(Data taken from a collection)
┄┄┄┄┄┄┄┄┄┄┄┄┄┄┄┄┄┄┄┄
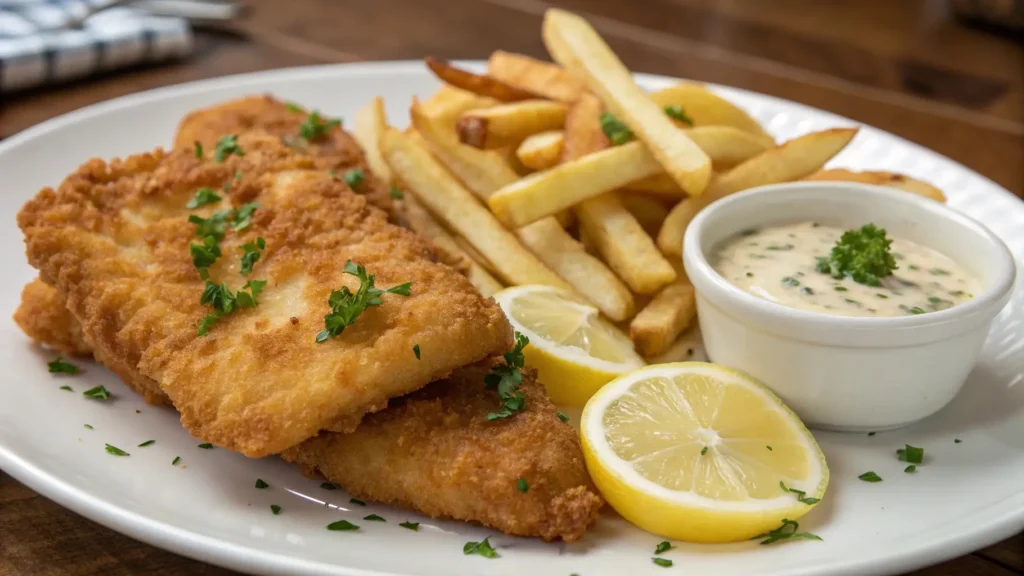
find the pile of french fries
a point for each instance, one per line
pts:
(569, 174)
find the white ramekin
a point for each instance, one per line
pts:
(844, 373)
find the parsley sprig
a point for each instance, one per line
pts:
(506, 378)
(347, 305)
(864, 255)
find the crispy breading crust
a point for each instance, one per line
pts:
(114, 240)
(435, 452)
(337, 151)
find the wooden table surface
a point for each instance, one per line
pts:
(907, 67)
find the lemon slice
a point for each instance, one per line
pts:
(696, 452)
(574, 351)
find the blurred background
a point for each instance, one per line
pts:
(945, 74)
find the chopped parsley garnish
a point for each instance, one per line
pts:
(862, 254)
(341, 526)
(316, 126)
(61, 366)
(203, 197)
(98, 393)
(111, 449)
(911, 454)
(480, 548)
(347, 305)
(801, 495)
(678, 113)
(506, 379)
(617, 132)
(227, 146)
(785, 532)
(353, 177)
(251, 252)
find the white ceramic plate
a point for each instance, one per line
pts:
(966, 496)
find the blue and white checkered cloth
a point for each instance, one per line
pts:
(34, 51)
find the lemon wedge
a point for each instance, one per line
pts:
(574, 351)
(698, 452)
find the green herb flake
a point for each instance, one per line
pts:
(111, 449)
(616, 130)
(342, 526)
(203, 197)
(227, 146)
(98, 393)
(61, 366)
(480, 548)
(506, 379)
(347, 305)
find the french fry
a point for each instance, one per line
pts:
(590, 277)
(480, 170)
(370, 123)
(891, 179)
(649, 212)
(616, 234)
(657, 325)
(574, 44)
(423, 223)
(708, 109)
(546, 79)
(791, 161)
(448, 200)
(482, 85)
(509, 124)
(541, 151)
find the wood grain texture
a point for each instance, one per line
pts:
(906, 67)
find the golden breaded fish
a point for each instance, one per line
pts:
(114, 240)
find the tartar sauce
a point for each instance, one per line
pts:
(780, 264)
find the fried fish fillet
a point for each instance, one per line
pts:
(335, 150)
(114, 241)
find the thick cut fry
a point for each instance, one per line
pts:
(791, 161)
(509, 124)
(446, 199)
(574, 44)
(891, 179)
(370, 122)
(542, 151)
(480, 170)
(549, 80)
(708, 109)
(544, 194)
(589, 275)
(672, 311)
(482, 85)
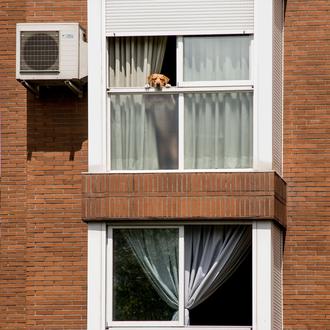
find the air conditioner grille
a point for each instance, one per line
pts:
(39, 51)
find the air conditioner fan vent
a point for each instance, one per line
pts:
(39, 51)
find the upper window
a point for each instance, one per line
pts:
(185, 275)
(203, 121)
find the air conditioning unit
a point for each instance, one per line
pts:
(51, 54)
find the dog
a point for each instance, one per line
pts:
(158, 81)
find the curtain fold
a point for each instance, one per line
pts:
(212, 255)
(133, 132)
(218, 130)
(216, 58)
(157, 252)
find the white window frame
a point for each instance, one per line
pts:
(140, 324)
(262, 278)
(262, 77)
(182, 88)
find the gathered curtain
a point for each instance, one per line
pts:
(212, 255)
(157, 253)
(133, 135)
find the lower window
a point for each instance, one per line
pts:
(180, 275)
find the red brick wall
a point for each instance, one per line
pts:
(307, 164)
(193, 196)
(43, 243)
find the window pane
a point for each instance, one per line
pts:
(133, 59)
(218, 130)
(144, 132)
(216, 58)
(145, 274)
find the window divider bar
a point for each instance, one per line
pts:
(175, 90)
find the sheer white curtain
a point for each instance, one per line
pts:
(133, 140)
(218, 126)
(216, 58)
(212, 255)
(157, 252)
(218, 130)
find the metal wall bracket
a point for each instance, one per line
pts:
(74, 88)
(34, 89)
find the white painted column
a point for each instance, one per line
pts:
(96, 87)
(262, 275)
(263, 76)
(96, 276)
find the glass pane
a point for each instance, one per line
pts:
(133, 59)
(218, 130)
(144, 132)
(211, 58)
(145, 274)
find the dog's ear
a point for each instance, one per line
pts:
(166, 80)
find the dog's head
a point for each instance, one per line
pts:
(158, 80)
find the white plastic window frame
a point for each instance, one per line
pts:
(262, 277)
(138, 324)
(154, 324)
(181, 88)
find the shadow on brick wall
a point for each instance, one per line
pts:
(56, 121)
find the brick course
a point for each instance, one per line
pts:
(184, 196)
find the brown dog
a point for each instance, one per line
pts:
(158, 80)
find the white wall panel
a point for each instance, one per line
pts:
(277, 86)
(175, 17)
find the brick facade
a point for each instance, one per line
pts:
(189, 196)
(306, 165)
(43, 242)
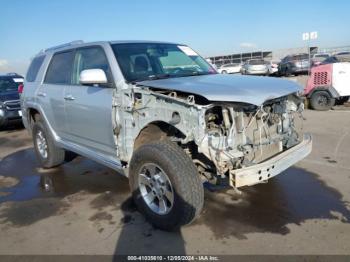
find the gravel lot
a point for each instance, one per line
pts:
(84, 208)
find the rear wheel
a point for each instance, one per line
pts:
(322, 101)
(48, 154)
(342, 100)
(165, 185)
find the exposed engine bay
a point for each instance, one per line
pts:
(241, 135)
(220, 137)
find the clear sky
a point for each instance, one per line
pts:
(210, 27)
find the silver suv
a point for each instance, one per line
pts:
(159, 114)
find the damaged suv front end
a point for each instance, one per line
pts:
(237, 130)
(234, 141)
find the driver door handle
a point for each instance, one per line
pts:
(69, 98)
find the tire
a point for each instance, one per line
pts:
(342, 100)
(187, 188)
(322, 101)
(287, 72)
(54, 155)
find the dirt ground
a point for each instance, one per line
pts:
(85, 208)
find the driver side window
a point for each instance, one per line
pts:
(90, 58)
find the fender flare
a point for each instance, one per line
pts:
(331, 90)
(38, 108)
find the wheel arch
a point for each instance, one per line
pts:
(33, 114)
(329, 89)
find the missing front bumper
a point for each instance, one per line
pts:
(262, 172)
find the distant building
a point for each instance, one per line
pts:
(275, 55)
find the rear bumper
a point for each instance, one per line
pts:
(262, 172)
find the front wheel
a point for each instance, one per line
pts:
(322, 101)
(165, 185)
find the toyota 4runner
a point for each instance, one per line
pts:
(162, 116)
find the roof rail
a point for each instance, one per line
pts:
(76, 42)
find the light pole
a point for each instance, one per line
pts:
(308, 37)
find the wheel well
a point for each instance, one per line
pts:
(33, 116)
(157, 131)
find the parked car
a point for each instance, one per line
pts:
(328, 84)
(230, 68)
(273, 67)
(317, 59)
(336, 59)
(10, 108)
(160, 115)
(255, 67)
(294, 65)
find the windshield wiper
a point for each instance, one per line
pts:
(158, 76)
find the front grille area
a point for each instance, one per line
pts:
(12, 105)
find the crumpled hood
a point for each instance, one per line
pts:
(229, 88)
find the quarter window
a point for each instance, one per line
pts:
(60, 69)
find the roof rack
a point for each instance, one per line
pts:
(76, 42)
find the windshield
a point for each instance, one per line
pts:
(9, 83)
(145, 61)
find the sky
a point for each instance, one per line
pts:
(209, 27)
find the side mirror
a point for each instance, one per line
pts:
(93, 76)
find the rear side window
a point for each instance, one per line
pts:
(34, 68)
(60, 68)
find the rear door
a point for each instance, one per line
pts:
(89, 107)
(51, 93)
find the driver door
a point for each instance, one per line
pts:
(89, 107)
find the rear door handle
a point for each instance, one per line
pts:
(69, 97)
(41, 94)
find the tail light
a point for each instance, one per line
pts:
(20, 88)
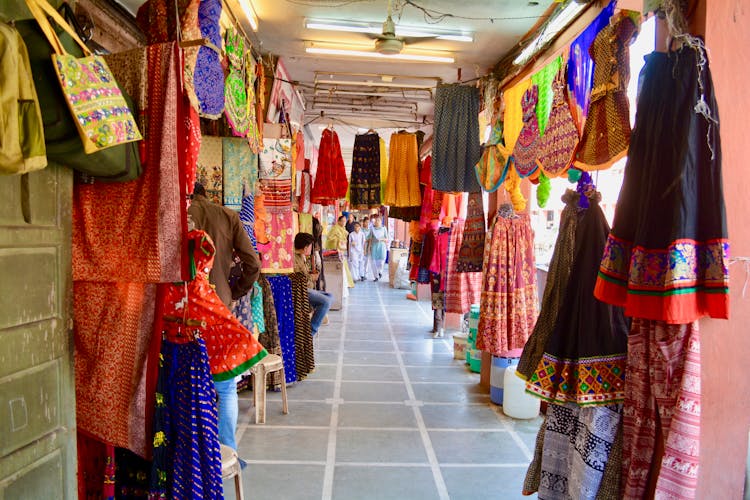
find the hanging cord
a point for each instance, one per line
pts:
(678, 31)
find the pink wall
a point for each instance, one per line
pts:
(725, 345)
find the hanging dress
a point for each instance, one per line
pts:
(557, 145)
(492, 167)
(585, 356)
(455, 145)
(508, 304)
(364, 188)
(606, 133)
(555, 287)
(330, 180)
(667, 257)
(471, 253)
(526, 150)
(402, 186)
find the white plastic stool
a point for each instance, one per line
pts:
(269, 364)
(231, 468)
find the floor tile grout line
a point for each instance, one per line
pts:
(437, 475)
(328, 475)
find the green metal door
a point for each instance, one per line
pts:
(37, 398)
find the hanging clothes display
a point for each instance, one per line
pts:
(581, 65)
(471, 253)
(555, 287)
(508, 304)
(662, 388)
(585, 355)
(364, 188)
(402, 186)
(558, 144)
(232, 349)
(455, 146)
(543, 80)
(281, 288)
(240, 171)
(667, 257)
(187, 453)
(492, 167)
(606, 133)
(582, 452)
(235, 89)
(526, 150)
(210, 171)
(330, 180)
(462, 289)
(303, 340)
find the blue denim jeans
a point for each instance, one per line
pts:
(320, 303)
(228, 411)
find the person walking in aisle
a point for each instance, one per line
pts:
(224, 227)
(357, 253)
(319, 301)
(378, 243)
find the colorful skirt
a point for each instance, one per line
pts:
(364, 188)
(455, 145)
(667, 257)
(585, 356)
(508, 304)
(187, 454)
(461, 289)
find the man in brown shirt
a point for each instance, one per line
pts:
(224, 227)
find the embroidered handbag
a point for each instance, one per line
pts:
(100, 112)
(64, 146)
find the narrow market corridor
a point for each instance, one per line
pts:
(388, 413)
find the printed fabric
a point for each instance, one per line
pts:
(402, 186)
(606, 133)
(455, 142)
(210, 169)
(364, 189)
(283, 300)
(578, 446)
(240, 171)
(555, 288)
(558, 144)
(461, 289)
(581, 65)
(232, 349)
(279, 256)
(585, 356)
(508, 305)
(526, 150)
(208, 76)
(303, 341)
(330, 183)
(187, 453)
(275, 162)
(471, 253)
(662, 387)
(667, 257)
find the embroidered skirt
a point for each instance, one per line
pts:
(667, 257)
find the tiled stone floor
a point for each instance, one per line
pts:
(387, 414)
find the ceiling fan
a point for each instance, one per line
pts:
(388, 43)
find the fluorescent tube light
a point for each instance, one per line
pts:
(376, 55)
(559, 22)
(252, 17)
(377, 29)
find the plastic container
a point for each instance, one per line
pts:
(497, 374)
(460, 341)
(516, 402)
(475, 360)
(474, 317)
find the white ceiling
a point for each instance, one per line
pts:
(282, 32)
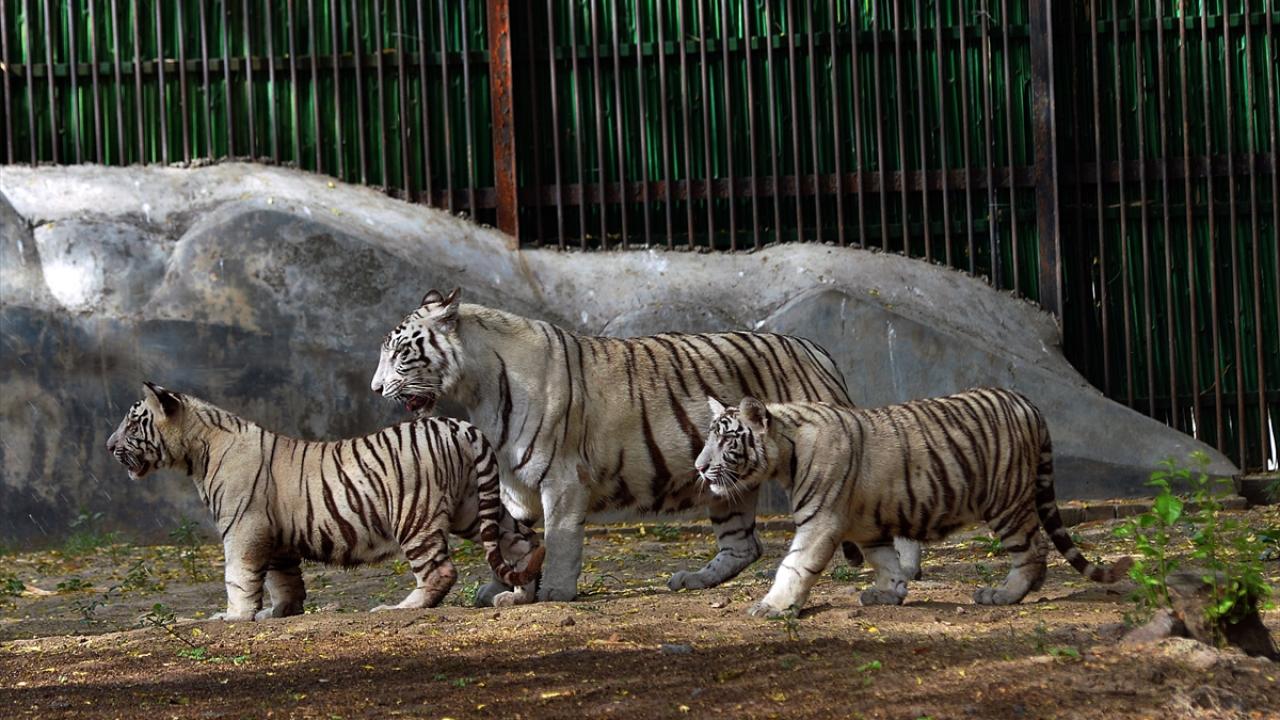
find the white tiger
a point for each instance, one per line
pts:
(917, 470)
(278, 500)
(590, 424)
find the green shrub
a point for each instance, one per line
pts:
(1226, 552)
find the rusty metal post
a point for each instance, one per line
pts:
(503, 118)
(1046, 171)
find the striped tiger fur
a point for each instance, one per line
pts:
(918, 470)
(592, 424)
(278, 500)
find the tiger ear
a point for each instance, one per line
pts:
(169, 404)
(716, 405)
(754, 414)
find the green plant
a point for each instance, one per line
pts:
(10, 586)
(187, 540)
(1225, 551)
(74, 584)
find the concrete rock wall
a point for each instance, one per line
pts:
(268, 291)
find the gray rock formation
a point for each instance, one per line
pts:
(268, 291)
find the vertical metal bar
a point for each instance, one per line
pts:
(314, 58)
(526, 19)
(273, 135)
(1219, 437)
(1124, 204)
(28, 62)
(357, 54)
(161, 115)
(227, 81)
(428, 186)
(795, 119)
(248, 80)
(684, 105)
(1009, 146)
(1228, 53)
(752, 135)
(942, 135)
(965, 141)
(296, 135)
(119, 89)
(880, 128)
(668, 177)
(602, 181)
(402, 101)
(182, 81)
(617, 121)
(9, 158)
(708, 139)
(773, 124)
(1168, 231)
(466, 110)
(836, 128)
(208, 94)
(1260, 361)
(987, 121)
(336, 53)
(644, 124)
(1104, 277)
(1141, 94)
(380, 131)
(503, 118)
(918, 16)
(728, 126)
(140, 113)
(856, 110)
(900, 131)
(74, 77)
(813, 126)
(1192, 278)
(53, 86)
(1045, 126)
(556, 124)
(97, 98)
(577, 127)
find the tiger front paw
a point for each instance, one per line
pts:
(766, 610)
(686, 580)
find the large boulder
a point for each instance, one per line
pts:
(268, 291)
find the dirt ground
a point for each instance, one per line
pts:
(87, 639)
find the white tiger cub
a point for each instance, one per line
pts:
(594, 424)
(918, 470)
(278, 500)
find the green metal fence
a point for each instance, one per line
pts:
(1112, 159)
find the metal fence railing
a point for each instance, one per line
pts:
(1112, 159)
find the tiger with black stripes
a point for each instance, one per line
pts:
(277, 500)
(918, 470)
(592, 424)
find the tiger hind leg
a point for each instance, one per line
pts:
(284, 583)
(890, 586)
(1019, 532)
(435, 574)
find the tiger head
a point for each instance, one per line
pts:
(140, 441)
(421, 359)
(735, 454)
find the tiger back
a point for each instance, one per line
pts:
(919, 470)
(278, 500)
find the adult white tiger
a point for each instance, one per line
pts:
(278, 500)
(589, 424)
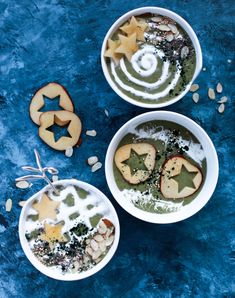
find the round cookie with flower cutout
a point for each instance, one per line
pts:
(150, 58)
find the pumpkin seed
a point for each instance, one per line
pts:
(223, 99)
(8, 205)
(211, 93)
(221, 108)
(23, 184)
(195, 97)
(219, 88)
(194, 87)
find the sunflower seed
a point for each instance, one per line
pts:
(92, 160)
(173, 28)
(96, 167)
(54, 178)
(22, 203)
(184, 52)
(211, 93)
(91, 133)
(223, 99)
(169, 37)
(163, 28)
(156, 19)
(94, 245)
(221, 108)
(8, 205)
(194, 87)
(23, 184)
(219, 88)
(69, 152)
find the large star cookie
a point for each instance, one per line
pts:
(110, 52)
(135, 27)
(128, 45)
(53, 233)
(46, 208)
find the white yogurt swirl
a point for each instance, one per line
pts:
(145, 63)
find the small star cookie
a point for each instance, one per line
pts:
(110, 52)
(46, 208)
(128, 45)
(53, 233)
(135, 27)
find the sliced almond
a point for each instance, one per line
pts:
(8, 205)
(219, 88)
(221, 108)
(211, 93)
(223, 99)
(21, 203)
(194, 87)
(163, 27)
(92, 160)
(91, 133)
(195, 97)
(96, 167)
(22, 184)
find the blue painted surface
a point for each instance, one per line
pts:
(44, 41)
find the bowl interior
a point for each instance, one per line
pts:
(182, 23)
(210, 179)
(49, 271)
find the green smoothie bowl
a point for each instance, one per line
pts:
(161, 167)
(150, 57)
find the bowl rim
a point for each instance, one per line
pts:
(73, 276)
(204, 194)
(182, 22)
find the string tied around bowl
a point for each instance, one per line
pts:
(42, 172)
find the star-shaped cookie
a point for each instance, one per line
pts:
(53, 233)
(135, 27)
(110, 52)
(128, 45)
(46, 208)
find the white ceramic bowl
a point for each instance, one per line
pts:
(47, 270)
(182, 23)
(210, 179)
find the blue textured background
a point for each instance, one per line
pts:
(42, 41)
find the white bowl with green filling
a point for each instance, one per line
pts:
(161, 167)
(163, 65)
(70, 235)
┄┄┄┄┄┄┄┄┄┄┄┄┄┄┄┄┄┄┄┄
EXERCISE DESCRIPTION
Please reproduce the part of the records that opens with the line containing "find the narrow market corridor" and closes with the line containing "(1046, 171)", swapping "instance" for "occurrence" and keeping everything else the same. Leave the pictures out of your answer.

SOLUTION FOR THIS EXERCISE
find the narrow market corridor
a point for each occurrence, one per line
pts:
(388, 413)
find the printed fabric
a point for each occurrence, one per line
pts:
(402, 186)
(606, 133)
(455, 142)
(210, 169)
(364, 189)
(283, 300)
(578, 446)
(240, 171)
(555, 288)
(558, 144)
(461, 289)
(581, 65)
(232, 349)
(279, 256)
(585, 356)
(508, 305)
(526, 150)
(208, 76)
(303, 341)
(330, 183)
(187, 453)
(275, 162)
(471, 253)
(662, 387)
(667, 257)
find the embroidered skirt
a point for each occurrence, one per line
pts:
(667, 257)
find the tiled stone floor
a point for each occurrence, one per line
pts:
(387, 414)
find the ceiling fan
a point for each occurrence, one per line
pts:
(388, 43)
find the fluorescent tube light
a point for each occurrence, one per line
pts:
(376, 55)
(559, 22)
(252, 17)
(377, 29)
find the plastic container
a point for each occurrence, one per line
pts:
(497, 374)
(460, 341)
(516, 402)
(475, 360)
(474, 317)
find the white ceiling
a point for each occurrence, one per line
pts:
(282, 32)
find the white tiger
a point for each occurrence, one per line
pts:
(917, 470)
(278, 500)
(590, 424)
find the green shrub
a point for each occurrence, one per line
pts:
(1226, 552)
find the rusty metal post
a point for each occurrence, one per line
pts:
(503, 118)
(1046, 171)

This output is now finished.